Directions for this task. With the line containing "Target: cobblestone pavement" as the start and the line containing "column 281, row 146" as the end, transcribe that span of the entries below exactly, including both.

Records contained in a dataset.
=-=-=-=-=

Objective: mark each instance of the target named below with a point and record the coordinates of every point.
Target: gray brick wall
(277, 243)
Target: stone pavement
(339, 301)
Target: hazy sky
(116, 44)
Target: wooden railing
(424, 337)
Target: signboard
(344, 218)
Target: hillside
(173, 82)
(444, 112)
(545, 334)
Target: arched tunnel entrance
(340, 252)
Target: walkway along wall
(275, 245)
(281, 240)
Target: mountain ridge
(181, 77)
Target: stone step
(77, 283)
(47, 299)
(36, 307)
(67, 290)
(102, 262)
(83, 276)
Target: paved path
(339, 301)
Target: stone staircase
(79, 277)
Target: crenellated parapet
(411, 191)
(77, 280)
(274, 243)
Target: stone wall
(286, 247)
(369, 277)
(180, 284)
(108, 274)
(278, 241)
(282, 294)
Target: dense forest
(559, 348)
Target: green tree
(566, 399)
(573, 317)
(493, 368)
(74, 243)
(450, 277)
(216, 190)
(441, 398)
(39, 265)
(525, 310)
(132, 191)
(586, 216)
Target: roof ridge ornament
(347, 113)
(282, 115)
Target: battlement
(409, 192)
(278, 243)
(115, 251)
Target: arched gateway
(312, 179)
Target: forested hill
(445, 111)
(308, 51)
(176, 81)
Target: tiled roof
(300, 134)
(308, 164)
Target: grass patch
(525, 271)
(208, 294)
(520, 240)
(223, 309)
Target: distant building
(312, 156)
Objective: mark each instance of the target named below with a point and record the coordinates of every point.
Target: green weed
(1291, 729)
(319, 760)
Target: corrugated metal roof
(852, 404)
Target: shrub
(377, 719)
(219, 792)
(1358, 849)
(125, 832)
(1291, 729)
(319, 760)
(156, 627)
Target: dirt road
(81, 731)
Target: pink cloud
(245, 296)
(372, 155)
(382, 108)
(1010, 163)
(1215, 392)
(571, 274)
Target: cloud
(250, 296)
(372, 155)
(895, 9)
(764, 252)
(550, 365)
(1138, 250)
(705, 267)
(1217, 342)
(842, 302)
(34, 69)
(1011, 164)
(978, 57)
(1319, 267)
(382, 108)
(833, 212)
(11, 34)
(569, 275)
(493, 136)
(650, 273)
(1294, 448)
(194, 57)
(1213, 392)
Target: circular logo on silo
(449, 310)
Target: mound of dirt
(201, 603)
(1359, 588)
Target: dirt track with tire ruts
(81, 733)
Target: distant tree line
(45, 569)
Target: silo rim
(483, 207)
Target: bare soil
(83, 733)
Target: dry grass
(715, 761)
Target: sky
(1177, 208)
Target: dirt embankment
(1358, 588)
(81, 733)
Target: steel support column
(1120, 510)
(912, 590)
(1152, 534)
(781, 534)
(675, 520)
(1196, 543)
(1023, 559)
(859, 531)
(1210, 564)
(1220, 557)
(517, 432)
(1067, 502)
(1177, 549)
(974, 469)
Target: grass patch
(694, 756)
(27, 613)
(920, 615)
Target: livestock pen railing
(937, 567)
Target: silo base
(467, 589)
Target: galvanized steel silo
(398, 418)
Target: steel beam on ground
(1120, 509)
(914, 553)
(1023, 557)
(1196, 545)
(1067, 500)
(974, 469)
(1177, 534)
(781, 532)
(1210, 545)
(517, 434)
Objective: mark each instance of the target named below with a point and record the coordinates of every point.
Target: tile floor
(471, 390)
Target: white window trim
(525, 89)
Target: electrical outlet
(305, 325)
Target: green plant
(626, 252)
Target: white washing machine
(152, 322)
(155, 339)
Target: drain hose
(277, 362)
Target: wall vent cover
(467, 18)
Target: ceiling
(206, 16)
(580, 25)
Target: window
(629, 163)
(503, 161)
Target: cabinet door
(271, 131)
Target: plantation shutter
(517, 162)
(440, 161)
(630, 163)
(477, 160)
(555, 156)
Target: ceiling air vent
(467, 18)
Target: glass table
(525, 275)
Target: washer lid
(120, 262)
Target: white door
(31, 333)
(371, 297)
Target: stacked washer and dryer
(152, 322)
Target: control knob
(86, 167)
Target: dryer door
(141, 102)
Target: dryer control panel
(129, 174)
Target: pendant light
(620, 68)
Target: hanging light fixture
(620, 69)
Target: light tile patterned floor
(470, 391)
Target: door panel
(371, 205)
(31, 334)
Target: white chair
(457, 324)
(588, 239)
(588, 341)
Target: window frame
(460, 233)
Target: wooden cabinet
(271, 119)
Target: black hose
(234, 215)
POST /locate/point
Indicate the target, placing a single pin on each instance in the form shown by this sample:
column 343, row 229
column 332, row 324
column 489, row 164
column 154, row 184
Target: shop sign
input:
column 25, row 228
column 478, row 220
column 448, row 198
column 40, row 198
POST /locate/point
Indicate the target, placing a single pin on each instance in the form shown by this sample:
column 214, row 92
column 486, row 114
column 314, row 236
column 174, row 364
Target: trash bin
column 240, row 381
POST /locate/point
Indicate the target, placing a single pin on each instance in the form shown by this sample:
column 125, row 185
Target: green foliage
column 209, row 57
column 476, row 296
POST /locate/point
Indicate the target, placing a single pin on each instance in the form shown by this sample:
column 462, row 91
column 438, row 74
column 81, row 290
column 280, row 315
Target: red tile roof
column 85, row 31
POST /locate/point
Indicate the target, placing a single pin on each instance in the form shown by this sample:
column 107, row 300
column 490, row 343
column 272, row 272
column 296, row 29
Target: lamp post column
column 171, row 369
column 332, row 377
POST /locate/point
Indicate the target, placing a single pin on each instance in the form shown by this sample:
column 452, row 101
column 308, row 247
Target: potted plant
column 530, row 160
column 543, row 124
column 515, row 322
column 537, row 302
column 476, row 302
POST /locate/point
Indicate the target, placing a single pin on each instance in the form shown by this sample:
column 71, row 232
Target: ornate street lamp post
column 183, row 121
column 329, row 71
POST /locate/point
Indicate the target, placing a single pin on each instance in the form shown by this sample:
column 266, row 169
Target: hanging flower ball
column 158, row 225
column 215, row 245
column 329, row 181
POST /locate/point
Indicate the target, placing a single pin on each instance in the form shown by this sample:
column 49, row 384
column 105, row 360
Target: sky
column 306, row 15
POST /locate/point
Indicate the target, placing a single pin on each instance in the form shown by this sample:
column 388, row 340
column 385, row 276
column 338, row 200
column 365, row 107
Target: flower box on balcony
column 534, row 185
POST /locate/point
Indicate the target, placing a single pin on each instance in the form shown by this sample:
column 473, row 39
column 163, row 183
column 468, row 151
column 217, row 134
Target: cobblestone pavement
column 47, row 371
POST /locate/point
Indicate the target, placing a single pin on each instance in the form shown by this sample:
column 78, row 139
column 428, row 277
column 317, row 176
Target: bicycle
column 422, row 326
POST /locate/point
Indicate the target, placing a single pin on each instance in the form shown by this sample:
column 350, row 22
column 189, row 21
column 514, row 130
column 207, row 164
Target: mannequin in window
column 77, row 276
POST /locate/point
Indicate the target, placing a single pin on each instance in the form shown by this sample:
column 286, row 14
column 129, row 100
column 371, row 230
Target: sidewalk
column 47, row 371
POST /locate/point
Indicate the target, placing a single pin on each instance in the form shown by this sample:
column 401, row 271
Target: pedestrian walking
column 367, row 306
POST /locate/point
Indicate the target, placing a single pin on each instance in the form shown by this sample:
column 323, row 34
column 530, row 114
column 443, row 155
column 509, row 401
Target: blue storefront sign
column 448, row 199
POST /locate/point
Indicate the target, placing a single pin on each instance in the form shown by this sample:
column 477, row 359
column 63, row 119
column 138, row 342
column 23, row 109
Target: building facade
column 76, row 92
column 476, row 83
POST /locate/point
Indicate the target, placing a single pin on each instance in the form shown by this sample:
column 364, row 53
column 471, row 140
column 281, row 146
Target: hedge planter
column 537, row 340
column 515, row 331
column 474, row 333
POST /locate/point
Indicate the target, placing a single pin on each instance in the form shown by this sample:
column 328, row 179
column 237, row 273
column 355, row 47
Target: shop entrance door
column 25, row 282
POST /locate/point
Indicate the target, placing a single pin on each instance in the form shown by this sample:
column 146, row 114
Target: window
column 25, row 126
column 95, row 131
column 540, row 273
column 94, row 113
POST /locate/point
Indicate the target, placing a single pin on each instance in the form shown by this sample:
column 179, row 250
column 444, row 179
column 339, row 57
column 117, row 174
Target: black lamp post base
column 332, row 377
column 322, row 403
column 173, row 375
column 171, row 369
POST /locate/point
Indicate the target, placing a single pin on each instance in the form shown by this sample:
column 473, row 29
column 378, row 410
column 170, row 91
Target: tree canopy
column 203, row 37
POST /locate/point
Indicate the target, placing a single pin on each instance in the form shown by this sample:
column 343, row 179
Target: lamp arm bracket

=-=-=-=-=

Response area.
Target: cobblestone pavement
column 47, row 371
POST /locate/point
Indicate the target, placing a single pin on each instance in the form shown by this sample:
column 78, row 139
column 428, row 277
column 317, row 176
Target: bicycle
column 422, row 326
POST /locate/point
Indicate the target, placing a single pin on each instance in the form shown by this sample:
column 350, row 22
column 189, row 21
column 514, row 130
column 207, row 164
Target: mannequin in window
column 77, row 276
POST /locate/point
Indicate the target, placing a single pin on each instance in the form shown by this sample:
column 286, row 14
column 129, row 100
column 371, row 230
Target: sidewalk
column 47, row 371
POST /locate/point
Indicate the target, placing a single pin on each instance in the form shown by this sample:
column 401, row 271
Target: pedestrian walking
column 367, row 306
POST /locate/point
Indicate the target, placing a single pin on each instance in the form shown by this sample:
column 323, row 34
column 530, row 114
column 443, row 155
column 509, row 401
Target: blue storefront sign
column 448, row 199
POST /locate/point
Indicate the target, placing a single pin on each instance in the form shown by this sample:
column 477, row 359
column 63, row 119
column 138, row 342
column 23, row 109
Target: building facade
column 76, row 92
column 476, row 83
POST /locate/point
Indicate the target, placing a single pin on each instance in the form shown by this sample:
column 364, row 53
column 471, row 140
column 281, row 146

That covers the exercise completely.